[Start]

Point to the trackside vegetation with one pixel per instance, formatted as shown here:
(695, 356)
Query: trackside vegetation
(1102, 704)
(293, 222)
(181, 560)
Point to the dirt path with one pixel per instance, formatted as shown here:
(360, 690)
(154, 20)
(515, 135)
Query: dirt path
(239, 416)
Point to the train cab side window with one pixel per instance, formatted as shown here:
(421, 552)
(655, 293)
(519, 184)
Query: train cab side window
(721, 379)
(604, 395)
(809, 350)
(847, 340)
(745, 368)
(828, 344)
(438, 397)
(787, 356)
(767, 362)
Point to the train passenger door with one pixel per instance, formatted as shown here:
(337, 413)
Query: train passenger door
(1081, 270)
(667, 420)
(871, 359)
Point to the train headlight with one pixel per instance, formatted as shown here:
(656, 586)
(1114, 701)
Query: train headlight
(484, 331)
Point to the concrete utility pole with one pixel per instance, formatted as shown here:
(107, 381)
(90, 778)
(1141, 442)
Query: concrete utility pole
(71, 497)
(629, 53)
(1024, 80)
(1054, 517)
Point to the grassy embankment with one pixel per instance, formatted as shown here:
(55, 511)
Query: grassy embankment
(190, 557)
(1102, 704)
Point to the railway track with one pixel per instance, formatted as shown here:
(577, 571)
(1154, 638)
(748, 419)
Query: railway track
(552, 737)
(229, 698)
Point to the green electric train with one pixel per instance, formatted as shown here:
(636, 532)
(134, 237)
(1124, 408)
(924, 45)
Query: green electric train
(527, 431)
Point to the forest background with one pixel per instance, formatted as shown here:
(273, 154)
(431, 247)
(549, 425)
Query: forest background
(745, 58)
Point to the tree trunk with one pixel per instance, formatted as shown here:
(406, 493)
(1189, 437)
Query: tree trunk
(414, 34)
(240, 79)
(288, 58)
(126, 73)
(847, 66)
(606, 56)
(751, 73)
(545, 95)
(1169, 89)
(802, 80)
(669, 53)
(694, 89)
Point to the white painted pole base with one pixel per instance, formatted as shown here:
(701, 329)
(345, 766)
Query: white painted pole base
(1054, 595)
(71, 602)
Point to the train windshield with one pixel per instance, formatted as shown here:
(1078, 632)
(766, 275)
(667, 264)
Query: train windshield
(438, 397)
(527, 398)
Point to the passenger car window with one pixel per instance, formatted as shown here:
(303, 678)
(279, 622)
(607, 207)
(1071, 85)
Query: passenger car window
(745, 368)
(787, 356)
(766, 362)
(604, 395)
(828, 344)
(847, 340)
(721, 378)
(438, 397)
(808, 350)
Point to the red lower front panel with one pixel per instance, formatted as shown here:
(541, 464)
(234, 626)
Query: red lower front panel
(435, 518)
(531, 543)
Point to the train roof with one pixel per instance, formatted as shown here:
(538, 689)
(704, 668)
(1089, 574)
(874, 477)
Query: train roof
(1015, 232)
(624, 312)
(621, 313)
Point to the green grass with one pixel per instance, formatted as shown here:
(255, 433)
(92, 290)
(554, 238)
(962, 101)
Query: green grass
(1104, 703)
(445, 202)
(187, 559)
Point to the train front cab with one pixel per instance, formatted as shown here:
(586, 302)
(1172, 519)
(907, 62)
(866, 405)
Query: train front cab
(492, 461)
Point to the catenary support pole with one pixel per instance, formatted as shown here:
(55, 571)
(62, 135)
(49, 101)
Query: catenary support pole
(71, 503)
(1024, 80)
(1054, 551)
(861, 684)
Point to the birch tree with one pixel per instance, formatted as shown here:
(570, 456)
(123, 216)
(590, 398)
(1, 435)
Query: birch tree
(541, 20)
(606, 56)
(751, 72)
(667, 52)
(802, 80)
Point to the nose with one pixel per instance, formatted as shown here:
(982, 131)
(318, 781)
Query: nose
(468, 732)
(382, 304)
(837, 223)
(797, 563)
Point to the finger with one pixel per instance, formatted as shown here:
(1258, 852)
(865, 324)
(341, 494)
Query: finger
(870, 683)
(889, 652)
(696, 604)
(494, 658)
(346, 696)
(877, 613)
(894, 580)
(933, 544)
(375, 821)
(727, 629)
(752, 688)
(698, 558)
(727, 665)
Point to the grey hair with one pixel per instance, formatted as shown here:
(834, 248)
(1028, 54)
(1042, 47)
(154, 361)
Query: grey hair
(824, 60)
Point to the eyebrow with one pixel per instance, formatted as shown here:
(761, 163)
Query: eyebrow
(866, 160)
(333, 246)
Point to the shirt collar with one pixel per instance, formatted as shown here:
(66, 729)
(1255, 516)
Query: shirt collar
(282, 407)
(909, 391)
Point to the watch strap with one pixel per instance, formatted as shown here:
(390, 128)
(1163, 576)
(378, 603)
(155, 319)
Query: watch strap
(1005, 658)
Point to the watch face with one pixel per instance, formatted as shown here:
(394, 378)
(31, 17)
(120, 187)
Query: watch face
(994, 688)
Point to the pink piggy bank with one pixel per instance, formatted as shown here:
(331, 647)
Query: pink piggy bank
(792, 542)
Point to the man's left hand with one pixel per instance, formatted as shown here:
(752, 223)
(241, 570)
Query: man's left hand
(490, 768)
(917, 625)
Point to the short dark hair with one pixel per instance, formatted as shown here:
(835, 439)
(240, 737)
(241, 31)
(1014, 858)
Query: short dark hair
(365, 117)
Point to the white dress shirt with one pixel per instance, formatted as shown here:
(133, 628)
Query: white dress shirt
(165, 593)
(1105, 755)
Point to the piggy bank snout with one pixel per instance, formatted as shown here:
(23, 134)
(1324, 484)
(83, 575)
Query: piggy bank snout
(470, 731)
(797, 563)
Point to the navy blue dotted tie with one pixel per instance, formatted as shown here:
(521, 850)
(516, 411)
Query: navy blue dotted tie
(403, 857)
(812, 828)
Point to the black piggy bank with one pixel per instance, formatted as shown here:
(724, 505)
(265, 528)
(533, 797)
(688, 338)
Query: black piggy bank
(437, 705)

[End]

Set task:
Print the material above again line for line, with no changes.

Finished exercise:
Point to the trackside vegetation with one pixel per instance, formatted as shown here:
(695, 356)
Query: trackside vegetation
(1102, 704)
(293, 222)
(181, 560)
Point to the dirt path with one pixel per instance, formatted as shown here:
(360, 690)
(154, 20)
(515, 135)
Query: dirt path
(239, 416)
Point to the train cab side window with one pixel per instance, formatted as shown here:
(421, 552)
(655, 293)
(519, 184)
Query: train cab side window
(721, 379)
(604, 395)
(809, 350)
(847, 340)
(745, 368)
(828, 344)
(438, 397)
(787, 356)
(767, 362)
Point to the train passenger door with one pixel per instance, formatted as shown here:
(337, 413)
Query: train passenger door
(1081, 270)
(667, 420)
(871, 359)
Point to the train headlight with one pixel per instance, formatted as shown here:
(656, 586)
(1114, 701)
Query: train headlight
(484, 331)
Point to the concrete utility pole with one pixel per instance, formatted as shown here:
(107, 381)
(90, 778)
(1141, 442)
Query: concrete utility pole
(71, 497)
(629, 53)
(1024, 80)
(1054, 517)
Point to the grassy embankment with one pixel per instance, formatted as shown here:
(55, 511)
Query: grassy embankment
(190, 557)
(1102, 704)
Point to the railway track with one pixel per instance, formatted as shown here:
(577, 571)
(1154, 638)
(748, 419)
Query: railway track
(552, 737)
(229, 698)
Point to the green electric train with one pixel per instance, formatted as shown here:
(636, 532)
(134, 237)
(1124, 408)
(924, 45)
Query: green electric train
(527, 431)
Point to the forest background with one pixel per instance, formatted as shown here:
(273, 154)
(431, 247)
(549, 425)
Query: forest background
(745, 58)
Point to the tree trunk with one pixel per instance, formatted as shown here:
(406, 493)
(1189, 437)
Query: tree trunk
(414, 34)
(240, 79)
(288, 58)
(126, 73)
(847, 66)
(606, 56)
(751, 73)
(545, 95)
(1169, 89)
(802, 80)
(669, 53)
(694, 89)
Point to the white painted pole base with one pixel per instance, formatted as shown here:
(701, 329)
(345, 766)
Query: white painted pole base
(1054, 595)
(71, 602)
Point to the train windshield with one pixel per instance, formatted as shown here:
(1078, 632)
(766, 275)
(667, 264)
Query: train windshield
(438, 397)
(527, 398)
Point to the passenger car window with one pixel per instance, formatted as shown here:
(303, 678)
(279, 622)
(607, 207)
(1071, 85)
Query: passenger car window
(745, 368)
(787, 356)
(766, 362)
(604, 395)
(828, 344)
(847, 340)
(721, 378)
(438, 397)
(808, 350)
Point to the red lower front panel with one pixel per instance, formatted as shown here:
(541, 464)
(234, 626)
Query: red lower front panel
(435, 518)
(531, 543)
Point to the train roof with one pixel per instance, formatted as shown here:
(538, 689)
(704, 668)
(1089, 574)
(874, 477)
Query: train roof
(1015, 232)
(624, 312)
(621, 313)
Point to the green grass with one pixel per instance, formatted as shown here:
(255, 433)
(92, 290)
(554, 238)
(962, 101)
Query: green grass
(1104, 703)
(445, 202)
(187, 559)
Point to the train front cab with one pixel per instance, formatted as shown here:
(586, 302)
(1172, 519)
(907, 62)
(866, 405)
Query: train front cab
(492, 461)
Point to the catenary support pole with one pixel per instance, formatted as shown here:
(55, 571)
(62, 135)
(49, 101)
Query: catenary support pole
(71, 503)
(1024, 80)
(1054, 551)
(861, 684)
Point to the birch tree with one pixel per instance, formatted as shown here:
(570, 456)
(123, 216)
(590, 398)
(1, 435)
Query: birch tree
(541, 20)
(606, 56)
(751, 72)
(667, 52)
(802, 80)
Point to the nose with one pixel per instance, formatted as shown here:
(982, 131)
(318, 781)
Query: nose
(468, 732)
(382, 304)
(837, 223)
(797, 563)
Point to the finger with one pixel per instance, formatted as shown here:
(1258, 852)
(865, 324)
(341, 494)
Query: finger
(870, 683)
(889, 652)
(696, 604)
(494, 658)
(346, 696)
(877, 613)
(894, 580)
(933, 544)
(375, 821)
(727, 629)
(752, 688)
(698, 558)
(727, 665)
Point to the grey hair with one pixel per instance, formatted as shown here:
(834, 248)
(1028, 54)
(1042, 47)
(154, 361)
Query: grey hair
(824, 60)
Point to the eyebrow with one pixel per instance, formatted as shown here:
(761, 163)
Query: eyebrow
(866, 160)
(333, 246)
Point to the shirt collar with one pixel per instance, formatted as shown here:
(66, 729)
(1255, 516)
Query: shirt collar
(282, 407)
(909, 391)
Point to the watch strap with one pixel per instance, formatted as shown here:
(390, 128)
(1163, 576)
(378, 603)
(155, 319)
Query: watch strap
(1005, 658)
Point to the watch face with one pixel per instance, formatted as shown here:
(394, 378)
(31, 17)
(120, 187)
Query: watch face
(994, 688)
Point to the pink piggy bank with one pixel per instance, formatted as shown here:
(331, 647)
Query: pink piggy bank
(792, 542)
Point to the man's left hand with one pixel per instance, formatted as shown here:
(752, 223)
(241, 570)
Query: man's left hand
(490, 768)
(917, 625)
Point to the short dark hair with one pixel per instance, formatted as shown here:
(835, 439)
(240, 737)
(241, 31)
(1014, 858)
Query: short dark hair
(365, 117)
Point to the white dress shirt with one pixel per instance, formatted as shown here:
(133, 628)
Query: white dress shirt
(165, 593)
(1105, 755)
Point to the piggy bank snout with one pixel per instance, formatted as shown here:
(23, 134)
(1324, 484)
(83, 575)
Query: piggy bank snout
(470, 731)
(797, 563)
Point to the navy blue dotted tie with one pixel per instance, formatted as shown here:
(521, 850)
(516, 411)
Query: navy blue dotted tie
(403, 857)
(812, 828)
Point to the black piggy bank with one pixel per instance, formatted as shown here:
(724, 505)
(265, 528)
(533, 797)
(688, 338)
Query: black piggy bank
(437, 705)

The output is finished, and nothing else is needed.